READING TEXT

= Beginning of Section =

First Read is your briefing from “Meet the Press” and the NBC Political Unit on the day’s most important political stories and why they matter.
Image: Donald J. Trump
Former President Donald Trump watches the NCAA Wrestling Championships on Saturday in Tulsa, Okla. Sue Ogrocki / AP

If it’s TUESDAY… House GOP committeemen chairmen ask Manhattan D.A. to testify before Congress ahead of potential Trump indictment… Florida Gov. Ron DeSantis breaks his silence on looming Trump indictment… President Biden issues his first veto, blocking investment rule… Candidates debate at 1:45 pm ET in closely watched Wisconsin Supreme Court race… And that Wisconsin contest, plus the Chicago mayoral runoff, take place two weeks from now on April 4. 

But FIRST... Ron DeSantis finally broke his silence Monday on the possible indictment in New York against Donald Trump.

He attacked Manhattan D.A. Alvin Bragg, calling him a “Soros funded prosecutor.” But then the Florida governor did something else: He repeated the most salacious part of the case against Trump.

“I don’t know what goes into paying hush money to a porn star to secure silence over some type of alleged affair. I just I can’t speak to that,” DeSantis said when asked about the matter at a news conference, per NBC’s Ali Vitali, Kyle Stewart and Kate Santaliz.

= End of Section =

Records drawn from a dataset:
= Beginning of Section =

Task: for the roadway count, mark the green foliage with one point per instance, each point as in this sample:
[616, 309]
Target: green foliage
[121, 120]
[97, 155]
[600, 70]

= End of Section =

WORK TO COMPLETE
- A) Print the briefing from "If it’s TUESDAY…" to "case against Trump.".
- B) Condense the paragraph of the briefing that begins "He attacked Manhattan D.A." into one shorter sentence.
Rely solely on the briefing above when responding.

ACTIVITY ANSWERS
- A)
If it’s TUESDAY… House GOP committeemen chairmen ask Manhattan D.A. to testify before Congress ahead of potential Trump indictment… Florida Gov. Ron DeSantis breaks his silence on looming Trump indictment… President Biden issues his first veto, blocking investment rule… Candidates debate at 1:45 pm ET in closely watched Wisconsin Supreme Court race… And that Wisconsin contest, plus the Chicago mayoral runoff, take place two weeks from now on April 4. 

But FIRST... Ron DeSantis finally broke his silence Monday on the possible indictment in New York against Donald Trump.

He attacked Manhattan D.A. Alvin Bragg, calling him a “Soros funded prosecutor.” But then the Florida governor did something else: He repeated the most salacious part of the case against Trump.

- B) The Florida governor attacked Manhattan D.A. Alvin Bragg as a "Soros funded prosecutor," then repeated the most salacious part of the case against Trump.